* What the task requires *
Your output is the line containing "Rules: place one point on every instance of the wrought" plus all lines after it to the end of the records, reproduced exactly, with nothing else.
━━━━━━━━━━━━━━━━━━━━
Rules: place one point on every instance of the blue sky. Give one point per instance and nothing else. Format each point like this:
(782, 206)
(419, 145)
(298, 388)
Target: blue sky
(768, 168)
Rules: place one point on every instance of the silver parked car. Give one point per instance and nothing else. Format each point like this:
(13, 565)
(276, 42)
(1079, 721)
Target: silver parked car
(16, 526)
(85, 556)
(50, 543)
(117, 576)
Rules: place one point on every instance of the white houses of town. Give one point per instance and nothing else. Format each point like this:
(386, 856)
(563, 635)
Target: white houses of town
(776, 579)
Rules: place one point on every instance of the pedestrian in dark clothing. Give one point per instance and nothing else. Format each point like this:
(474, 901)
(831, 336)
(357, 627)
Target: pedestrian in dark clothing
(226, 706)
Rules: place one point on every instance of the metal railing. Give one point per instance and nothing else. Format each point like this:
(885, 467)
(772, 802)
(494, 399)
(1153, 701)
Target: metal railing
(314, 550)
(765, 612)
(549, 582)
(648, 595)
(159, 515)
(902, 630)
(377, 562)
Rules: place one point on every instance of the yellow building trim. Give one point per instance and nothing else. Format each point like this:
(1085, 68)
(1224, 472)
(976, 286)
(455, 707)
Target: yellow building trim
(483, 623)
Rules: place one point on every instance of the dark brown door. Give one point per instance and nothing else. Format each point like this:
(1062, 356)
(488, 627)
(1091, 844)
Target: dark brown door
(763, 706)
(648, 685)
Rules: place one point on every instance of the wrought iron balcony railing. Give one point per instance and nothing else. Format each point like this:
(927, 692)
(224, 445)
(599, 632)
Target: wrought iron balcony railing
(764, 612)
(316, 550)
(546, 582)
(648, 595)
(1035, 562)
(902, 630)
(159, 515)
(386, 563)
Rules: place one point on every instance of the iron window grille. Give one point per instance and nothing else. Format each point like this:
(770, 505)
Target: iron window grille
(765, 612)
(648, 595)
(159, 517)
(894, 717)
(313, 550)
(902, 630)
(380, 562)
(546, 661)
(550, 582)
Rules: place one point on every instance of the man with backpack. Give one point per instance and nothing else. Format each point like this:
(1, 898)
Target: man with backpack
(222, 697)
━━━━━━━━━━━━━━━━━━━━
* Final result *
Rules: place one point on every instance of the wrought iron balcony railing. Give one point per instance and nothing else. Format each point like this:
(927, 692)
(224, 445)
(599, 632)
Target: wrought iron balcony railing
(764, 612)
(316, 550)
(546, 582)
(648, 595)
(1035, 562)
(902, 630)
(159, 515)
(386, 563)
Rules: place one point on every instance of the iron window grille. Give one point per instance and nothing else. Format each point like this:
(770, 505)
Target: iron window grille
(765, 612)
(648, 595)
(159, 517)
(894, 717)
(313, 550)
(902, 630)
(380, 562)
(546, 661)
(550, 582)
Rules: place one point on every instance of the man with backpack. Give one point per instance and nothing else. Format each point like this:
(1, 898)
Target: man with backpack
(222, 697)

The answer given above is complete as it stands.